▸ **Exercise brief**:
Give back each line of the listing precisely as written.

▸ **Available data**:
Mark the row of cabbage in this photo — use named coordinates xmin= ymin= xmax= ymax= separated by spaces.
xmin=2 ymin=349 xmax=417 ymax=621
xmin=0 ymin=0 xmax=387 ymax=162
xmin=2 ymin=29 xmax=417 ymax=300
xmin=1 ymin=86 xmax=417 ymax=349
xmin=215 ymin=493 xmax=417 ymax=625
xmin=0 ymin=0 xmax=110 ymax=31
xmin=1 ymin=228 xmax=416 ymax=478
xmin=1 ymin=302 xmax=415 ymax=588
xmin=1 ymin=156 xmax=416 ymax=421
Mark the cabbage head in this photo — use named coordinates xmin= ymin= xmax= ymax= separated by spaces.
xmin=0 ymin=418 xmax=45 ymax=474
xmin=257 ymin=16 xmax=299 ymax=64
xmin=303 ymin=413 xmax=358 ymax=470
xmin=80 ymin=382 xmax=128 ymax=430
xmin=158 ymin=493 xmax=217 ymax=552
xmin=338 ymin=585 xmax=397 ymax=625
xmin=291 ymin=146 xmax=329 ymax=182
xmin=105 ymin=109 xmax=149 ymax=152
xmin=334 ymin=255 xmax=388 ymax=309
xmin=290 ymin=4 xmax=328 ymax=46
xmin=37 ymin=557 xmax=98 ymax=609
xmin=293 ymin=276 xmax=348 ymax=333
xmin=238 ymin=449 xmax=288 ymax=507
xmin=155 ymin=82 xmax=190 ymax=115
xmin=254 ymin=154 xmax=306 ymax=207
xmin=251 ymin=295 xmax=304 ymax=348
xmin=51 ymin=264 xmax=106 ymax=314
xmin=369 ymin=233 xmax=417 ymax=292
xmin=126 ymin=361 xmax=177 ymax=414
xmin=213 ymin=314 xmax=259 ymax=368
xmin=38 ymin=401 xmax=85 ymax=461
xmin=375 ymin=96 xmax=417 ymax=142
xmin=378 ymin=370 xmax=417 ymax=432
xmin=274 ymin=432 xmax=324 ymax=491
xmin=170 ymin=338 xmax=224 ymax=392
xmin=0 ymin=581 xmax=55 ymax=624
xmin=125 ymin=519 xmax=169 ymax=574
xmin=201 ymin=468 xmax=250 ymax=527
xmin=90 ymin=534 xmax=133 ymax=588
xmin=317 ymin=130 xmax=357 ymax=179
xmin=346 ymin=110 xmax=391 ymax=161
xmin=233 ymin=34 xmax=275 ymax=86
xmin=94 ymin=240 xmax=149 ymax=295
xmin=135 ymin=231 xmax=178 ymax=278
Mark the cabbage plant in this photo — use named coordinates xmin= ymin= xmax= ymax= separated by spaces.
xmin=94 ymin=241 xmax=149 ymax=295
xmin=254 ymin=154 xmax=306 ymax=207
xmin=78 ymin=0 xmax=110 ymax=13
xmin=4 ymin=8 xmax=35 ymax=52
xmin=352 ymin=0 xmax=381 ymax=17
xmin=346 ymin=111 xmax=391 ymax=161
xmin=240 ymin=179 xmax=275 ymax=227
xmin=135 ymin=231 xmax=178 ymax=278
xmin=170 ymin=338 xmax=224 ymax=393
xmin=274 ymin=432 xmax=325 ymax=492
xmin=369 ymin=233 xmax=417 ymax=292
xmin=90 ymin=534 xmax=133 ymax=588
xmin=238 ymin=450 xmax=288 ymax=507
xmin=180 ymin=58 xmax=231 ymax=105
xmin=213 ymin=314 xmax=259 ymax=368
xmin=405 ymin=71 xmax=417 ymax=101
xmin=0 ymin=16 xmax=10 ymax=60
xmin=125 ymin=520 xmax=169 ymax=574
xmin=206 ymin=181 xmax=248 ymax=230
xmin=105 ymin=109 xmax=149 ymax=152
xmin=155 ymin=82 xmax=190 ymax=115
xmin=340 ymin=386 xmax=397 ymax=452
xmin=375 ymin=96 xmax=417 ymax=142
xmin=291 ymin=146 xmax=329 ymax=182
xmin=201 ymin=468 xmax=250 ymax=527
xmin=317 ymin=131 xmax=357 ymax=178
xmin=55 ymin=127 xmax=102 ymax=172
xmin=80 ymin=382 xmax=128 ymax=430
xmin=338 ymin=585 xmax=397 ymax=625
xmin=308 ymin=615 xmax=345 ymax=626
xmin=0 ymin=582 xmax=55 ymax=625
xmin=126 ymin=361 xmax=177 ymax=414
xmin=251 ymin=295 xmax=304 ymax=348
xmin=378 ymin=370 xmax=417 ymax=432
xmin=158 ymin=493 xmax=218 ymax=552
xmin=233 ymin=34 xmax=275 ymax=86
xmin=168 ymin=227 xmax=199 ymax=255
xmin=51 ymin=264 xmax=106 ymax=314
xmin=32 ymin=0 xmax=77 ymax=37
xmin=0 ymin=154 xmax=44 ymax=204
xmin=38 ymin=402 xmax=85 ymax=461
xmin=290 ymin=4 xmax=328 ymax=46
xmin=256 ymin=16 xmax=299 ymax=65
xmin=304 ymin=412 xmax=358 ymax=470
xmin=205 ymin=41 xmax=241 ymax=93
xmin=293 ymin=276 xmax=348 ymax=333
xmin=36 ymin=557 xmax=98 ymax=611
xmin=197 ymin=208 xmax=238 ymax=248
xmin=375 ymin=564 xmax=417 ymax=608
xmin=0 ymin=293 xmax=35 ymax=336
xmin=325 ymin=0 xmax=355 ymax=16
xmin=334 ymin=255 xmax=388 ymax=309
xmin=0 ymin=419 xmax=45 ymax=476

▸ **Worked solution**:
Mark the row of cabbage in this photo — use named coordinates xmin= ymin= xmax= ymax= separated by spaces.
xmin=2 ymin=349 xmax=417 ymax=621
xmin=0 ymin=0 xmax=387 ymax=162
xmin=2 ymin=29 xmax=417 ymax=300
xmin=1 ymin=86 xmax=417 ymax=349
xmin=215 ymin=493 xmax=417 ymax=625
xmin=0 ymin=0 xmax=110 ymax=31
xmin=1 ymin=228 xmax=416 ymax=478
xmin=1 ymin=302 xmax=415 ymax=588
xmin=1 ymin=156 xmax=416 ymax=421
Mark the cabbage head in this photo — use named coordinates xmin= ymin= xmax= ymax= separated by spaces.
xmin=0 ymin=418 xmax=45 ymax=474
xmin=257 ymin=16 xmax=299 ymax=64
xmin=303 ymin=413 xmax=358 ymax=470
xmin=80 ymin=382 xmax=128 ymax=430
xmin=158 ymin=493 xmax=217 ymax=552
xmin=338 ymin=585 xmax=397 ymax=625
xmin=291 ymin=146 xmax=329 ymax=182
xmin=105 ymin=109 xmax=149 ymax=152
xmin=334 ymin=255 xmax=388 ymax=309
xmin=290 ymin=4 xmax=328 ymax=46
xmin=37 ymin=557 xmax=98 ymax=609
xmin=293 ymin=276 xmax=348 ymax=333
xmin=238 ymin=449 xmax=288 ymax=507
xmin=155 ymin=82 xmax=190 ymax=115
xmin=254 ymin=154 xmax=306 ymax=207
xmin=251 ymin=295 xmax=304 ymax=348
xmin=51 ymin=264 xmax=106 ymax=314
xmin=369 ymin=233 xmax=417 ymax=292
xmin=126 ymin=361 xmax=177 ymax=414
xmin=213 ymin=314 xmax=259 ymax=368
xmin=38 ymin=401 xmax=85 ymax=461
xmin=375 ymin=96 xmax=417 ymax=142
xmin=378 ymin=370 xmax=417 ymax=432
xmin=274 ymin=432 xmax=324 ymax=491
xmin=170 ymin=338 xmax=224 ymax=392
xmin=0 ymin=581 xmax=55 ymax=624
xmin=125 ymin=519 xmax=169 ymax=574
xmin=201 ymin=468 xmax=250 ymax=527
xmin=90 ymin=534 xmax=133 ymax=588
xmin=317 ymin=130 xmax=357 ymax=179
xmin=346 ymin=110 xmax=391 ymax=161
xmin=233 ymin=34 xmax=275 ymax=86
xmin=94 ymin=240 xmax=149 ymax=295
xmin=135 ymin=231 xmax=178 ymax=278
Mark the cabbage plant in this photo — use named coordinates xmin= ymin= xmax= ymax= separated by spaces.
xmin=94 ymin=241 xmax=149 ymax=295
xmin=254 ymin=154 xmax=306 ymax=207
xmin=78 ymin=0 xmax=110 ymax=13
xmin=4 ymin=8 xmax=35 ymax=52
xmin=352 ymin=0 xmax=381 ymax=17
xmin=346 ymin=111 xmax=391 ymax=161
xmin=240 ymin=179 xmax=275 ymax=227
xmin=135 ymin=231 xmax=178 ymax=278
xmin=170 ymin=338 xmax=224 ymax=393
xmin=274 ymin=432 xmax=325 ymax=492
xmin=369 ymin=233 xmax=417 ymax=292
xmin=90 ymin=534 xmax=133 ymax=588
xmin=238 ymin=450 xmax=288 ymax=507
xmin=180 ymin=58 xmax=231 ymax=105
xmin=213 ymin=314 xmax=259 ymax=368
xmin=405 ymin=71 xmax=417 ymax=101
xmin=0 ymin=16 xmax=10 ymax=60
xmin=125 ymin=520 xmax=169 ymax=574
xmin=206 ymin=181 xmax=248 ymax=230
xmin=105 ymin=109 xmax=149 ymax=152
xmin=155 ymin=82 xmax=190 ymax=115
xmin=340 ymin=386 xmax=397 ymax=452
xmin=375 ymin=96 xmax=417 ymax=142
xmin=291 ymin=146 xmax=329 ymax=182
xmin=201 ymin=468 xmax=250 ymax=527
xmin=317 ymin=131 xmax=357 ymax=178
xmin=55 ymin=127 xmax=102 ymax=172
xmin=80 ymin=382 xmax=128 ymax=430
xmin=338 ymin=585 xmax=397 ymax=625
xmin=308 ymin=615 xmax=345 ymax=626
xmin=0 ymin=582 xmax=55 ymax=625
xmin=126 ymin=361 xmax=177 ymax=414
xmin=251 ymin=295 xmax=304 ymax=348
xmin=378 ymin=370 xmax=417 ymax=432
xmin=158 ymin=493 xmax=218 ymax=552
xmin=233 ymin=34 xmax=275 ymax=86
xmin=168 ymin=227 xmax=199 ymax=255
xmin=51 ymin=264 xmax=106 ymax=314
xmin=32 ymin=0 xmax=77 ymax=37
xmin=0 ymin=154 xmax=44 ymax=204
xmin=38 ymin=402 xmax=85 ymax=461
xmin=290 ymin=4 xmax=328 ymax=46
xmin=256 ymin=16 xmax=299 ymax=65
xmin=304 ymin=412 xmax=358 ymax=470
xmin=205 ymin=41 xmax=241 ymax=93
xmin=293 ymin=276 xmax=348 ymax=333
xmin=36 ymin=557 xmax=98 ymax=611
xmin=197 ymin=208 xmax=238 ymax=248
xmin=375 ymin=564 xmax=417 ymax=608
xmin=0 ymin=293 xmax=35 ymax=336
xmin=325 ymin=0 xmax=355 ymax=16
xmin=334 ymin=255 xmax=388 ymax=309
xmin=0 ymin=419 xmax=45 ymax=476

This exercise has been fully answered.